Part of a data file
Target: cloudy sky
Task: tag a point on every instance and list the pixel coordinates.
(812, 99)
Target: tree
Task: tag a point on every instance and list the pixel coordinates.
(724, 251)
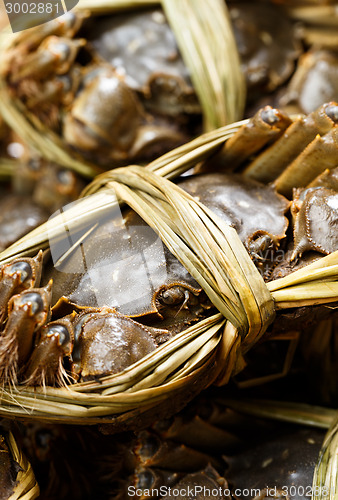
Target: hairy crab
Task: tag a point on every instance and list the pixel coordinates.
(120, 293)
(115, 88)
(92, 103)
(206, 448)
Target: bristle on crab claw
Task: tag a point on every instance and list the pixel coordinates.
(54, 343)
(18, 275)
(27, 312)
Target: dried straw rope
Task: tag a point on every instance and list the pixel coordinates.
(206, 352)
(26, 488)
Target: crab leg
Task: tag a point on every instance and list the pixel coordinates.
(17, 276)
(320, 154)
(55, 55)
(266, 125)
(55, 342)
(28, 311)
(271, 163)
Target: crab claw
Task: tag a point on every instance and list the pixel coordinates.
(55, 55)
(27, 312)
(17, 276)
(55, 342)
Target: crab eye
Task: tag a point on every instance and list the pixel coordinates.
(332, 112)
(23, 268)
(172, 296)
(269, 116)
(34, 299)
(61, 331)
(145, 480)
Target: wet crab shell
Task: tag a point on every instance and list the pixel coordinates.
(115, 270)
(316, 222)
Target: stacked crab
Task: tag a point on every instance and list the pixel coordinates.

**Written request**. Copy the data above word for word, omitting the picture.

**The answer**.
Target: cloudy sky
Task: tag a point on every instance and list the pixel coordinates.
(812, 99)
Target: tree
Task: tag a point on every instance and list the pixel coordinates.
(724, 251)
Target: hairy crab
Task: tag a point on every instance and list the pixel coordinates.
(120, 293)
(115, 88)
(92, 103)
(206, 448)
Target: bristle on crab claw
Task: tag a point on every instance and list the pixel coordinates.
(54, 343)
(18, 275)
(27, 312)
Target: dried straw rope
Task: tag a point on every instance and list the pixel coordinates.
(206, 352)
(26, 488)
Target: crab leg
Task: tag a point on every instance and list the pixel coordinates.
(17, 276)
(320, 154)
(55, 55)
(266, 125)
(55, 342)
(28, 311)
(271, 163)
Target: crab claw
Task: tag a point on every instance and list the pixel coordinates.
(55, 55)
(27, 312)
(17, 276)
(55, 342)
Target: crab eye
Task: tag a point on every instance and list the pixel coordinates.
(332, 112)
(23, 268)
(172, 296)
(269, 116)
(34, 299)
(61, 331)
(145, 480)
Target: wet crab shell
Task: tag a point on every instance and list the pixel coordinates.
(115, 270)
(316, 222)
Target: stacked crab
Task: tag a point on every instance and list the pixel coordinates.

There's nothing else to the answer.